この記事を書いた人 / 栗原 伶実
大学・学部 / 産業能率大学 経営学部 現代ビジネス学科 3年
産業能率大学・経営学部/現代ビジネス学科に通う大学3年です。
企業財務論を専攻しているゼミでは、企業研究の為にゼミ内を組織化しており、一人一人役職を与えられます。 地元のイベントに出店するため、十勝の企業2社と合同でマフィン開発を行うことや、日経STOCKリーグやCSVに関するビジネスコンテストに取り組んでいます。 また、夏休みには代々自己啓発プログラムと称し、北海道十勝での長期農業インターンに参加させていただいています。
私の大学がある自由が丘の街はイベントが盛んであり、その度学生は各町内会と連携をとりイベント運営を行っています。 私もボランティアとして参加したり、サークルとして街案内を行うことを通じ、お客様を自分の手で楽しませることにやりがいを感じていました。
地元にはない広大な土地、企業と豊かな自然と市街地の共存という、首都圏では成しえないことができる街が帯広という印象です。 そして今回、初めて体感する冬の北海道。 夏は畑の緑が印象的でしたが、あたり一面雪が積もっていてまさに銀世界でした。 寒さを感じるよりも透き通った空気の清々しさが感じられました。
ゼミ活動の一環として、昨年、夏・秋の長期農業インターンに参加しました。
そこで行われた、十勝で活躍されている農家さんや企業と、私たち学生が対話するというプログラムを経験し、私のキャリアに対する考え方が一変しました。 元々、十勝には引き寄せられる魅力があると感じていましたが、農家さんを取り巻く企業の熱い思いを聞いているうちに、自分がやりたいことはこの中にある!と確信しました。
夏、秋と農家さんと共に働き、短期間ではありましたが深く関わってきた農家さん自身に、十勝の魅力を伝えることが今の私のビジョンです。
インターンを通じて酪農の知識を深め、就職に向け視野を広げたいと考えたため今回参加させていただきました。
######
実施課題:
次の1.〜3.の文が本文抜粋の内容と合うかどうかを「はい」か「いいえ」で答え、それぞれ判断の決め手となる本文抜粋の語句を引用しなさい。
1. 筆者は以前にも冬の北海道を体感したことがある。
2. 筆者は昨年、夏と秋に長期農業インターンに参加した。
3. 筆者のゼミは十勝の企業3社と合同でマフィン開発を行っている。
これらの記録は本文抜粋とは関係がありません。
######
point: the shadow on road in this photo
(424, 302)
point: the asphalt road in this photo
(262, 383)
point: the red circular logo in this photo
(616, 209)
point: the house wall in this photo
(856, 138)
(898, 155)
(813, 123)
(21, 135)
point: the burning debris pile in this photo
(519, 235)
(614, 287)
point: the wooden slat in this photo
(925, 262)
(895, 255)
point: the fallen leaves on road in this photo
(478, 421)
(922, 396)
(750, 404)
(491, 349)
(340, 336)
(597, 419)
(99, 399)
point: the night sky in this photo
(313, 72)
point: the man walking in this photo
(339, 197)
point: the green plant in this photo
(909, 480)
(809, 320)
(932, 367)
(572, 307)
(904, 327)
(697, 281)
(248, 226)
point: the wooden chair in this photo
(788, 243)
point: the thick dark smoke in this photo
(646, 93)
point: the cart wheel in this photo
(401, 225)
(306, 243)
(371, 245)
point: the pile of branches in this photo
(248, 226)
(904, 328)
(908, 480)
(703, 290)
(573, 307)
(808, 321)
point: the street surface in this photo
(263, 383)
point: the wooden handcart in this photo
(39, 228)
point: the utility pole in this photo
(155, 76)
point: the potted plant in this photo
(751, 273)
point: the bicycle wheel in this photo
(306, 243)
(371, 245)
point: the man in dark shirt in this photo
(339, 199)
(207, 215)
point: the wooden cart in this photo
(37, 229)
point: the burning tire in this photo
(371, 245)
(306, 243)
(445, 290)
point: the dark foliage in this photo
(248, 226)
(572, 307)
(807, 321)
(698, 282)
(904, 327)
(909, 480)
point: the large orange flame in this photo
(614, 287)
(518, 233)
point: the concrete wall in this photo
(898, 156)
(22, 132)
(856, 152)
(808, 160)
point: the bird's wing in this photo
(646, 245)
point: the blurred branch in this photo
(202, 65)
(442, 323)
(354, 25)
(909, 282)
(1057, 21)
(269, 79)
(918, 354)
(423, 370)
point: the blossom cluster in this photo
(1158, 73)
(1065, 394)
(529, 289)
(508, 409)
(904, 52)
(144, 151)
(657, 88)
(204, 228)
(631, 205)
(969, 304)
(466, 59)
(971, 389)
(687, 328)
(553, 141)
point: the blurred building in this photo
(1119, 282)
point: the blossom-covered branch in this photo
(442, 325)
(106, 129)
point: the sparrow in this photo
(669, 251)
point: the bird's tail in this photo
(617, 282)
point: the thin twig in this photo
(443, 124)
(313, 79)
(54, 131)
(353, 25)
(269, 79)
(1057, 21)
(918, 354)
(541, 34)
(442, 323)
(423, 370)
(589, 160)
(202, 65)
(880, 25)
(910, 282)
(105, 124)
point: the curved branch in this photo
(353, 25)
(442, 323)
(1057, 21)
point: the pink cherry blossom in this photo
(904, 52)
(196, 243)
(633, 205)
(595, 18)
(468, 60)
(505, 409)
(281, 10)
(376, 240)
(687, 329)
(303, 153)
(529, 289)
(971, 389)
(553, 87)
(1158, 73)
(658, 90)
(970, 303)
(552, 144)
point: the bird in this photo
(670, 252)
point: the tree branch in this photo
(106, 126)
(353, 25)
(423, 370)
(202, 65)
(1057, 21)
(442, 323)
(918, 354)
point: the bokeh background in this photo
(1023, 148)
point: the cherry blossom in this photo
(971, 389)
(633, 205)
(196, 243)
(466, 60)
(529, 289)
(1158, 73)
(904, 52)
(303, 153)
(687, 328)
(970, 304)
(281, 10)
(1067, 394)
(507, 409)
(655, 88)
######
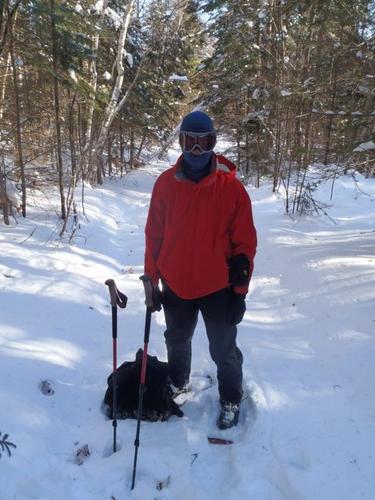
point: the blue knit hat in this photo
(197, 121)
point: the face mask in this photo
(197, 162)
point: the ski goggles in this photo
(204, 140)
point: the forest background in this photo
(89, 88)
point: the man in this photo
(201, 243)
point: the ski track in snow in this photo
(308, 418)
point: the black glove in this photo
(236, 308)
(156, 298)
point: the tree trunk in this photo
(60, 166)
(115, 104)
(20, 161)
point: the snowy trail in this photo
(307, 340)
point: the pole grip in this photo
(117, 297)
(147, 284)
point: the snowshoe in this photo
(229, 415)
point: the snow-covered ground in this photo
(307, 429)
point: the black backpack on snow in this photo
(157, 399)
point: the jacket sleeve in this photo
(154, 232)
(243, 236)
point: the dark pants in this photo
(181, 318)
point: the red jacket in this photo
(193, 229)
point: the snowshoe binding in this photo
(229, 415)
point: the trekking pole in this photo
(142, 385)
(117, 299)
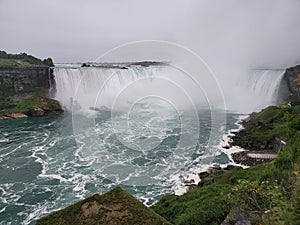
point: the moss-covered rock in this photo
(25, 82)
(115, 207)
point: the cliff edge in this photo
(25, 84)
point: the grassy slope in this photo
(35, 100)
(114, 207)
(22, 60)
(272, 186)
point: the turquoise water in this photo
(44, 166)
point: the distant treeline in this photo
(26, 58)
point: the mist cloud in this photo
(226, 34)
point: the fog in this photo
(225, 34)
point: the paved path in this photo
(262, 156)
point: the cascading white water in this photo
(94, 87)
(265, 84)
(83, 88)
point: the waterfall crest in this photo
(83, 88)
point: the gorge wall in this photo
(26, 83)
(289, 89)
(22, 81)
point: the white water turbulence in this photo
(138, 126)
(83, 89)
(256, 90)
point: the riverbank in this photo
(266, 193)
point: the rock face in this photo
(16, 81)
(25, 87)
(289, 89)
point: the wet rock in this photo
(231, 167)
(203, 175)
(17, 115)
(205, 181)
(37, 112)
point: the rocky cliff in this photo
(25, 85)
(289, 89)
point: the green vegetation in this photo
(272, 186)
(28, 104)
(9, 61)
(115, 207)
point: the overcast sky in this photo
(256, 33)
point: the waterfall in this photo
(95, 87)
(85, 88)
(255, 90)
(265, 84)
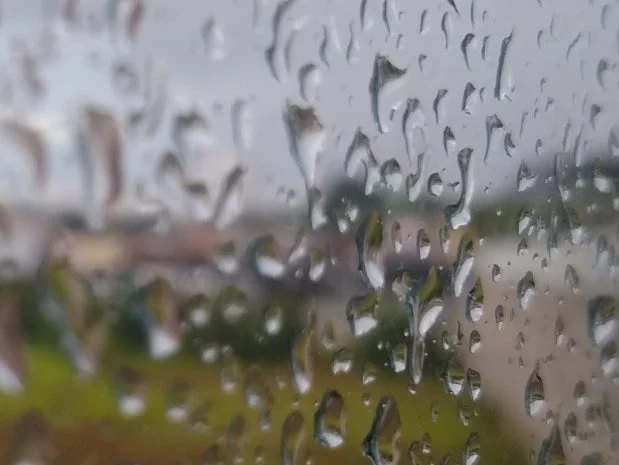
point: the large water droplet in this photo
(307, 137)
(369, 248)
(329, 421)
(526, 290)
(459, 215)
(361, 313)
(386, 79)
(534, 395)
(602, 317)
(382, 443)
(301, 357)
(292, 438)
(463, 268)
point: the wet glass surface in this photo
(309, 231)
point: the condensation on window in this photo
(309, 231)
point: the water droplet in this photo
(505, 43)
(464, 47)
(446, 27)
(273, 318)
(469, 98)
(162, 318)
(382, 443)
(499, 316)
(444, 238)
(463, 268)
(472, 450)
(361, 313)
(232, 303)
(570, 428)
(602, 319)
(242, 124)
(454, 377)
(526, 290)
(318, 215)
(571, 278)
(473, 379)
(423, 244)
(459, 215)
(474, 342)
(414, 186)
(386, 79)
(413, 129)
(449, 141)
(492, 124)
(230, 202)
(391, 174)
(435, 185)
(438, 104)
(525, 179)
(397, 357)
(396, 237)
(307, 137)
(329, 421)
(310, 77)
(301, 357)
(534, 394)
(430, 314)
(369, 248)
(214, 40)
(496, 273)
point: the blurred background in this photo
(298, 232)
######
課題の解答:
1. いいえ。「今回、初めて体感する冬の北海道。」
2. はい。「昨年、夏・秋の長期農業インターンに参加しました。」
3. いいえ。「十勝の企業2社と合同でマフィン開発を行う」